Task to complete ▸
Copy out each line of the entries below in which the string "bark" appears.

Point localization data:
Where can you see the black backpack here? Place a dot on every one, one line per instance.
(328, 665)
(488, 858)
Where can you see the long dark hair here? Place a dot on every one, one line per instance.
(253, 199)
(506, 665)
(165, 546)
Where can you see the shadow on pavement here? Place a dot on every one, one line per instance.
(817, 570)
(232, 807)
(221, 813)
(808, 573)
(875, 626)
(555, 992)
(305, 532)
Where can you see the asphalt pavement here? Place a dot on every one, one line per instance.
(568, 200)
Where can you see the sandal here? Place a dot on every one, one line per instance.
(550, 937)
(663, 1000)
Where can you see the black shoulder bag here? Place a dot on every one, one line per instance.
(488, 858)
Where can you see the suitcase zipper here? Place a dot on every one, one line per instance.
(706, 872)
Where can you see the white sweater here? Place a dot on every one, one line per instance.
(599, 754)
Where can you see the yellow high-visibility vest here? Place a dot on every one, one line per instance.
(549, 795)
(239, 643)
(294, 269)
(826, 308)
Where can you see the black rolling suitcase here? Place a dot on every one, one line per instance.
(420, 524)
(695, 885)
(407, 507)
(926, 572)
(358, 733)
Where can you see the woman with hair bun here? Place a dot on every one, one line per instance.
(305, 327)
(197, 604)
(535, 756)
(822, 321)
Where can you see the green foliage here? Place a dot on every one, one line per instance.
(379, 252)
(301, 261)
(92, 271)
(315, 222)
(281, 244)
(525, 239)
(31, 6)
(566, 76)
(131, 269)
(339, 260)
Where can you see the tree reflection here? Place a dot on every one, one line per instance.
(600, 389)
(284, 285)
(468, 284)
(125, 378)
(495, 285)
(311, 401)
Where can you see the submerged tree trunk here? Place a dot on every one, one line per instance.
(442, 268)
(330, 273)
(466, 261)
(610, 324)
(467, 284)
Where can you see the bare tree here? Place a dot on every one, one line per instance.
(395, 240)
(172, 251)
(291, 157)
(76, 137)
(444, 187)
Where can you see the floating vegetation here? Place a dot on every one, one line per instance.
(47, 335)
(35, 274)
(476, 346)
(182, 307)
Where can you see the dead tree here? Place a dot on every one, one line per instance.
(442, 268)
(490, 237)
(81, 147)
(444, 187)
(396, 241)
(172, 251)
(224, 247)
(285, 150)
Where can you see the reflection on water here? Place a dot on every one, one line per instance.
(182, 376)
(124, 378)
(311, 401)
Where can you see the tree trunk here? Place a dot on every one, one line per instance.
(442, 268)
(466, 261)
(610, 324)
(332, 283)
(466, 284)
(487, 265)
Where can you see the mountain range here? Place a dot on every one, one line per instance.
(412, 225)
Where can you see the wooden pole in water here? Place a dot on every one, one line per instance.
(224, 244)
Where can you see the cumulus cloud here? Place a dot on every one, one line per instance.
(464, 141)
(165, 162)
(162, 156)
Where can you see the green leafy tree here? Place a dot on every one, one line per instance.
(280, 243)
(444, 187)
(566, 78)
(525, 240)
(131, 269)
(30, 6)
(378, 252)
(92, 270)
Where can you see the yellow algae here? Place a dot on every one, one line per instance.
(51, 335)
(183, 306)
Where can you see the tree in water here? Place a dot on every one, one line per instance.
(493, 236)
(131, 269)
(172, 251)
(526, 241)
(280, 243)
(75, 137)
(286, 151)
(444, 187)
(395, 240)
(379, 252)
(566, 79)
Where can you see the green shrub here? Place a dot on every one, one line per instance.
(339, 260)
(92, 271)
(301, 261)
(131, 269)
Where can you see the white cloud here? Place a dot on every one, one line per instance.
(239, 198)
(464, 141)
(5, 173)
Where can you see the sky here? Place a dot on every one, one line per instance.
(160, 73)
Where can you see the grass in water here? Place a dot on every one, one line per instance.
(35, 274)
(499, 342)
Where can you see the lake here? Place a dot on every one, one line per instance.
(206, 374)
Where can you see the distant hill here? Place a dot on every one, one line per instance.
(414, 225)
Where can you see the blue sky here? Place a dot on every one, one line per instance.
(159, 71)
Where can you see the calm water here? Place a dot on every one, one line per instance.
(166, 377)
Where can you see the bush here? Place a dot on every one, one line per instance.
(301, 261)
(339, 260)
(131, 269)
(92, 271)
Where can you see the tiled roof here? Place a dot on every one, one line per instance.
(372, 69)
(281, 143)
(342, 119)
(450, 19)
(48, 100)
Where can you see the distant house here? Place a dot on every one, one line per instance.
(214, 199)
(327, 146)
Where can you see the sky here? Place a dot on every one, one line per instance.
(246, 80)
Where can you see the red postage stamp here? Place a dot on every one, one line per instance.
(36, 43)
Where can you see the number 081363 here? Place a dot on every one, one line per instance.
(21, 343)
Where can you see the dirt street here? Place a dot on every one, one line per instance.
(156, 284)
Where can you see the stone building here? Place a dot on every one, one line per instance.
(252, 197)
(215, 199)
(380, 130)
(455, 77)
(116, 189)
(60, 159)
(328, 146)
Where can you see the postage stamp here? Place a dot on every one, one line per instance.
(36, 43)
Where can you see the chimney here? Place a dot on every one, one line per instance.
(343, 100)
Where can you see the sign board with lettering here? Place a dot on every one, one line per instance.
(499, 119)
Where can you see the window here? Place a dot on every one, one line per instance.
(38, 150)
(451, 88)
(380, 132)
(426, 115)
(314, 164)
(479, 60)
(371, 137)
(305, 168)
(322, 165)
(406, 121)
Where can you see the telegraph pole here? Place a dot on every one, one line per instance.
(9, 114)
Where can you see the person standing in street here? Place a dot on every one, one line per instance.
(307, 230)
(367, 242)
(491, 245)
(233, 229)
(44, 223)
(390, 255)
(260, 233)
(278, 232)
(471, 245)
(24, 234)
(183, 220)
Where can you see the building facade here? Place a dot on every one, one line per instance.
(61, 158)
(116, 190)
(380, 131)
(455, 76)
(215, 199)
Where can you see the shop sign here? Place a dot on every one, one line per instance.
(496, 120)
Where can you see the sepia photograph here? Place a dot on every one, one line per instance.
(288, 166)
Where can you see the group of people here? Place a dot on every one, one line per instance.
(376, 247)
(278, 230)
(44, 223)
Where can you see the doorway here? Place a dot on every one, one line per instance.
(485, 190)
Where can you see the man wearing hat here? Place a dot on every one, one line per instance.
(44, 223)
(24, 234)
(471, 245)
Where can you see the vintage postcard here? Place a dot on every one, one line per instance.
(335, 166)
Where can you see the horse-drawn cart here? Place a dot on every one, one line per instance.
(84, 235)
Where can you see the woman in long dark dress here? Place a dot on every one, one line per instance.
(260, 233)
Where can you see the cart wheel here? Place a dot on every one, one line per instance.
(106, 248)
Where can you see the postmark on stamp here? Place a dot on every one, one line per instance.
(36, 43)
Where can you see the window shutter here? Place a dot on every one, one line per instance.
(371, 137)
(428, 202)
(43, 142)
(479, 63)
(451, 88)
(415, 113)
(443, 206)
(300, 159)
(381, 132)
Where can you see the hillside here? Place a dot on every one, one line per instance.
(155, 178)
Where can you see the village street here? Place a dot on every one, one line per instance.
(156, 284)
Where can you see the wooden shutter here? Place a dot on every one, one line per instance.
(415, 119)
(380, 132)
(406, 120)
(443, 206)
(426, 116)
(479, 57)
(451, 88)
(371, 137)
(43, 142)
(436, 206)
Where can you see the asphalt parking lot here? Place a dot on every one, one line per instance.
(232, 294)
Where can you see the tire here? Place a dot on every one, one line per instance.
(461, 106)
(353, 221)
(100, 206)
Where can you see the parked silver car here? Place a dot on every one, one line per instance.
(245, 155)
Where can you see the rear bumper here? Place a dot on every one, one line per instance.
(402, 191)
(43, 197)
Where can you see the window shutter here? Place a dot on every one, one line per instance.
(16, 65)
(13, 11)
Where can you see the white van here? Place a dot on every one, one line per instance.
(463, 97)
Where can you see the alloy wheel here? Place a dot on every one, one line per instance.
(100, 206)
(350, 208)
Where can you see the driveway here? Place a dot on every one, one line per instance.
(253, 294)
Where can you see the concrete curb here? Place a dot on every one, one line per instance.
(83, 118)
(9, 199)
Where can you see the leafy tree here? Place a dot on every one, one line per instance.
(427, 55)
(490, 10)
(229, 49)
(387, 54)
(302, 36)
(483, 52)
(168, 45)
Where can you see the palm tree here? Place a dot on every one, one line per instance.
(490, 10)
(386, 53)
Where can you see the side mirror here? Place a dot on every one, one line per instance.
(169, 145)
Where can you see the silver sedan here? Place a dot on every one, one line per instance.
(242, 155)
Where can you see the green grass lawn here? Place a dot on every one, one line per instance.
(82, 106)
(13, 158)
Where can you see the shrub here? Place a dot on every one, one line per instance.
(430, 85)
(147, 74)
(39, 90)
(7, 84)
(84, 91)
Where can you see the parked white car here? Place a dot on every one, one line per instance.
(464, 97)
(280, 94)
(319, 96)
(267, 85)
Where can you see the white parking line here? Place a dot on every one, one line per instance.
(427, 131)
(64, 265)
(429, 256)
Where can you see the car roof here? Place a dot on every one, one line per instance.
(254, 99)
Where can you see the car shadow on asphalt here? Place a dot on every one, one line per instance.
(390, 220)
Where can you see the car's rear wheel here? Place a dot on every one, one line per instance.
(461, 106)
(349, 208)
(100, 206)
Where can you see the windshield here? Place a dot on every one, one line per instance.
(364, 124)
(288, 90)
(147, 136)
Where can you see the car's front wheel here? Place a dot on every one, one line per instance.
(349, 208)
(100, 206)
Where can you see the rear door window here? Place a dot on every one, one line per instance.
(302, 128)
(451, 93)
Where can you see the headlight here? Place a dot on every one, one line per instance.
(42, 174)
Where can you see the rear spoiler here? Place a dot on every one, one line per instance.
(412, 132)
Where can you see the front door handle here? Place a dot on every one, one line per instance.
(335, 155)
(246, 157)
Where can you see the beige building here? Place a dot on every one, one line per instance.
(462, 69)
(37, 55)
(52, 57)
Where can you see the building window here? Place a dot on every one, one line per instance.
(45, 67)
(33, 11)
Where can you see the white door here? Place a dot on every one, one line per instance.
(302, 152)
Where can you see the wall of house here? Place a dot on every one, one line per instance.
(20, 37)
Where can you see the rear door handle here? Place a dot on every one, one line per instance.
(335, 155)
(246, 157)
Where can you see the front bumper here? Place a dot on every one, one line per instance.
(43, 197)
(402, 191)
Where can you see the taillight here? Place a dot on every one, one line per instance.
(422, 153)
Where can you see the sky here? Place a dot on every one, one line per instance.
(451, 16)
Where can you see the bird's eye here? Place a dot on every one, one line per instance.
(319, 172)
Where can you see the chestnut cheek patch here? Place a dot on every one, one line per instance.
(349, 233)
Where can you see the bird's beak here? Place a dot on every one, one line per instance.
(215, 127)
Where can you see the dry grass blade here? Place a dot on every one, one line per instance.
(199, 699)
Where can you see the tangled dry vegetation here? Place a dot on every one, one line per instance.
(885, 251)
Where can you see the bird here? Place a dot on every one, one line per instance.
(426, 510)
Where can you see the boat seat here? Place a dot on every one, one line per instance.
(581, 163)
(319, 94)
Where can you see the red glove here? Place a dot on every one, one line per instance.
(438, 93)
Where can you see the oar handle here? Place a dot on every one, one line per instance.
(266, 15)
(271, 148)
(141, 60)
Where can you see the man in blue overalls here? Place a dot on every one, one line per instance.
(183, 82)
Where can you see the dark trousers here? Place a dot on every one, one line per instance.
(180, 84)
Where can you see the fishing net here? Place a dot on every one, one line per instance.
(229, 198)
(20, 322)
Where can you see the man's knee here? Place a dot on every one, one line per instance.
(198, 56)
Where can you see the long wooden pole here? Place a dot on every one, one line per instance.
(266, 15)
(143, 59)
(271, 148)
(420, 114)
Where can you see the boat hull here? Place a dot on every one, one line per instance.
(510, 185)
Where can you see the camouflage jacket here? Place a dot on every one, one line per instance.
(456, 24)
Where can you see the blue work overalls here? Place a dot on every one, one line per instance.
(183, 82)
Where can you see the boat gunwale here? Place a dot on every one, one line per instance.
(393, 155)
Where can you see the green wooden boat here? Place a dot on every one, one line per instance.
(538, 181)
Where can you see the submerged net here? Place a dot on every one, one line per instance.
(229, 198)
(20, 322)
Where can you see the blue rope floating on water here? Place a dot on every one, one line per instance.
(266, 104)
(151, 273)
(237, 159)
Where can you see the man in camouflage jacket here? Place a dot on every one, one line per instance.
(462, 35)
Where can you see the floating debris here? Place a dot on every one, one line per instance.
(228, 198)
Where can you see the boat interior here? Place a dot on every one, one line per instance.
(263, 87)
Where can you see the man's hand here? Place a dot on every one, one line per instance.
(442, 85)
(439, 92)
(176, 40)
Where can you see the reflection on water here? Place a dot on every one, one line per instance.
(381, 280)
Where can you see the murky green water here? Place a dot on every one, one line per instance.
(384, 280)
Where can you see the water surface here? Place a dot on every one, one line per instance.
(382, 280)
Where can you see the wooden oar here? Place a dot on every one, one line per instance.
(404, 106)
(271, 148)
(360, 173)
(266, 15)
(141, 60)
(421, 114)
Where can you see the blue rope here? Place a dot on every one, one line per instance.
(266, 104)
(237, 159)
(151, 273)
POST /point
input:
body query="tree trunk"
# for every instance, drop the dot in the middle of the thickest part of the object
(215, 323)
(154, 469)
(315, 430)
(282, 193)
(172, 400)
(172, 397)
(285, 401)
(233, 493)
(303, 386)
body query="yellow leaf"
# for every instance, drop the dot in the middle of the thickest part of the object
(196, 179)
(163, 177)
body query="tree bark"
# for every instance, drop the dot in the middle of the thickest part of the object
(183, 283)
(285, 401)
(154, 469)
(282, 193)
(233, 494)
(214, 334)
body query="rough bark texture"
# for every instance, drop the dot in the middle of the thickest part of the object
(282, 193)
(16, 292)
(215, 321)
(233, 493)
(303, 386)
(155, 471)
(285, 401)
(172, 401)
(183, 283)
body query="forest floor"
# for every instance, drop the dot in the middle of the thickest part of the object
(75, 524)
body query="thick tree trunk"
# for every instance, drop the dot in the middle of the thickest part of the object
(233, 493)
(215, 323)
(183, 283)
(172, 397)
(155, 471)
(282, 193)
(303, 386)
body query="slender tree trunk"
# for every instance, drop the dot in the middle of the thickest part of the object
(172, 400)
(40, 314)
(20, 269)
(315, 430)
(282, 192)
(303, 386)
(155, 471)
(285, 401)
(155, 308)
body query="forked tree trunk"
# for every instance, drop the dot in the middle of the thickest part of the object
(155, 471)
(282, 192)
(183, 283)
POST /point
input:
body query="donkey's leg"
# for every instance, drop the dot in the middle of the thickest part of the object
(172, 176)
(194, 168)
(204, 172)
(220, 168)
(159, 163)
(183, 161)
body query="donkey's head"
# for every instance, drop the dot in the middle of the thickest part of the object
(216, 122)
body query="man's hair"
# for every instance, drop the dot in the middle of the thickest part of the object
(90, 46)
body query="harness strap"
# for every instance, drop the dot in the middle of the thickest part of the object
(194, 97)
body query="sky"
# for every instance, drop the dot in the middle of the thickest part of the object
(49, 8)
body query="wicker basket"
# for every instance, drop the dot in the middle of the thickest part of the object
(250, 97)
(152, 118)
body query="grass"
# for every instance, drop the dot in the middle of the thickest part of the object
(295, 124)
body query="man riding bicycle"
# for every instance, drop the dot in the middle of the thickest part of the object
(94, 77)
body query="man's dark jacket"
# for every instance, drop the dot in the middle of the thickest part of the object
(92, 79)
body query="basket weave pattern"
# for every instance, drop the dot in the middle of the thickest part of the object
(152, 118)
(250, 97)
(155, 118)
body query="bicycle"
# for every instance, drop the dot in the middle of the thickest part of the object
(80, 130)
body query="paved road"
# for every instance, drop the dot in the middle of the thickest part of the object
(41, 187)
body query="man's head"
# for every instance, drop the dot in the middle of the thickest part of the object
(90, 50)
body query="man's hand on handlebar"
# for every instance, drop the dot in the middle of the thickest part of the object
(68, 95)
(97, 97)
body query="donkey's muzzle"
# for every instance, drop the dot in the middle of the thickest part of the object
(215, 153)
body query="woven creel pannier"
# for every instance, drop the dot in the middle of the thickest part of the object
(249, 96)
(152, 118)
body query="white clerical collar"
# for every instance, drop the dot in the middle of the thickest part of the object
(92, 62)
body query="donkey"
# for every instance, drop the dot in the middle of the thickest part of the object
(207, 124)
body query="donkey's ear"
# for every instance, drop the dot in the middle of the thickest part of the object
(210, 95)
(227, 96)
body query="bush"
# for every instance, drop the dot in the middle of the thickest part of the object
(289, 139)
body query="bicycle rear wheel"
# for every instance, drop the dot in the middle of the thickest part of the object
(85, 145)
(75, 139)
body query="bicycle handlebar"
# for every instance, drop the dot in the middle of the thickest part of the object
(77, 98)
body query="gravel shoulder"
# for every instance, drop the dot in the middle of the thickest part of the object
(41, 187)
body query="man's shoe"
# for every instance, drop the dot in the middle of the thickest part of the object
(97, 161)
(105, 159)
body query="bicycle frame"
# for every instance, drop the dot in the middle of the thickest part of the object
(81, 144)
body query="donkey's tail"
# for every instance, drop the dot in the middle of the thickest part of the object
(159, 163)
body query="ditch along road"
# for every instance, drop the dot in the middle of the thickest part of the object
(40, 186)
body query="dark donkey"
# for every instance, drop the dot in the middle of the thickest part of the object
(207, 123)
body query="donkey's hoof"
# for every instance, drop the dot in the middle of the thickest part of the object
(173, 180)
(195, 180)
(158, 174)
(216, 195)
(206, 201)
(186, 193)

Exercise answer ▸
body query="tree bark"
body query="rough bark texture"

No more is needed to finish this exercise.